=== Written problem ===
Echo the entries below word for word, leaving out the pictures.

=== Data provided ===
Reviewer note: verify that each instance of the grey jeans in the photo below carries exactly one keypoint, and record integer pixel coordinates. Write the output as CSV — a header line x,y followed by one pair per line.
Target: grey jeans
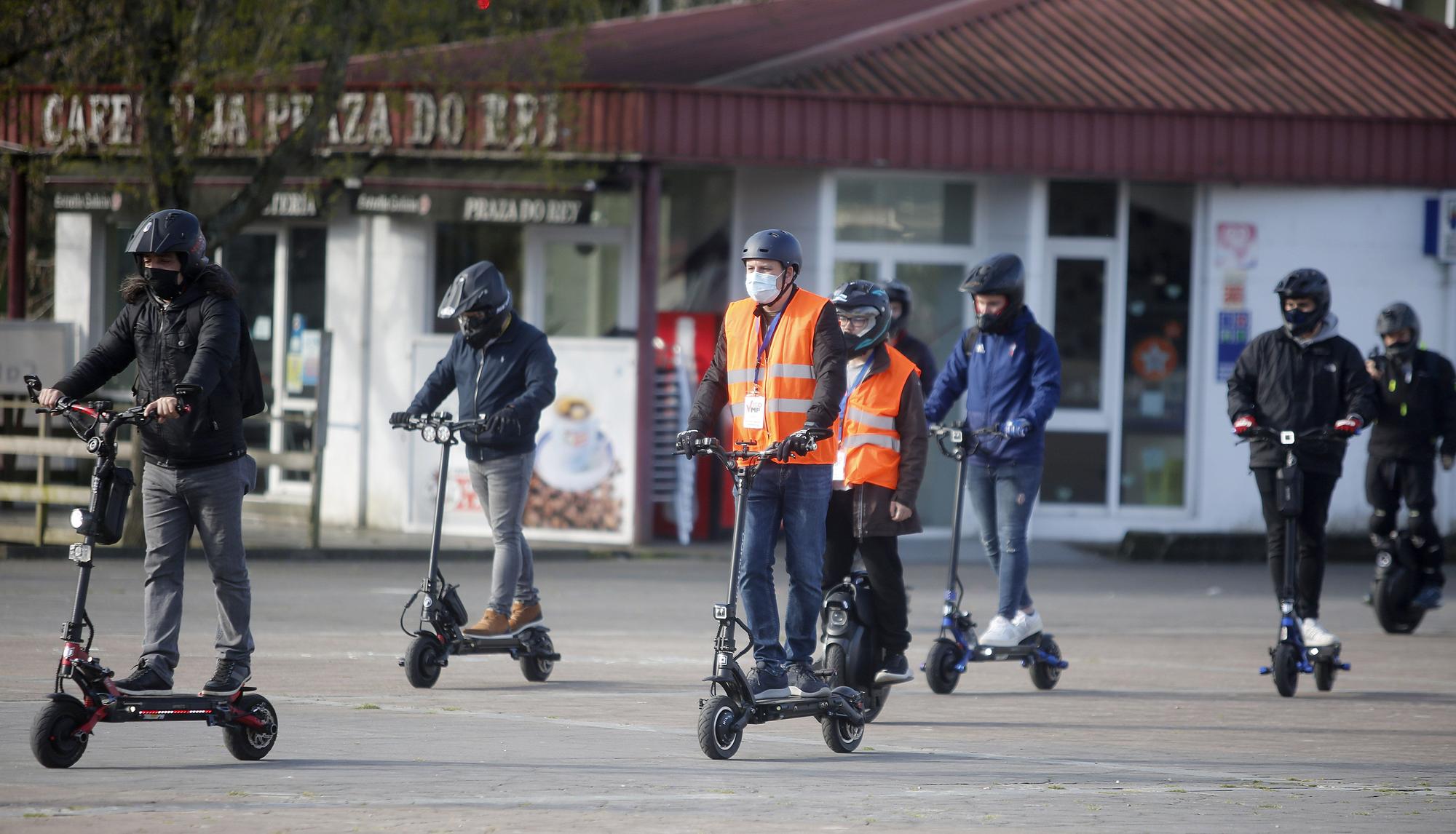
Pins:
x,y
503,485
174,503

=== Problem solution ===
Reviewer note: verify that each instance of the grey jeans in the photo below carries exactly one keypoint, and record integer pixel coordinates. Write the output as CSV — a header line x,y followed by one pair per line.
Target: grey jeans
Pins:
x,y
503,485
174,503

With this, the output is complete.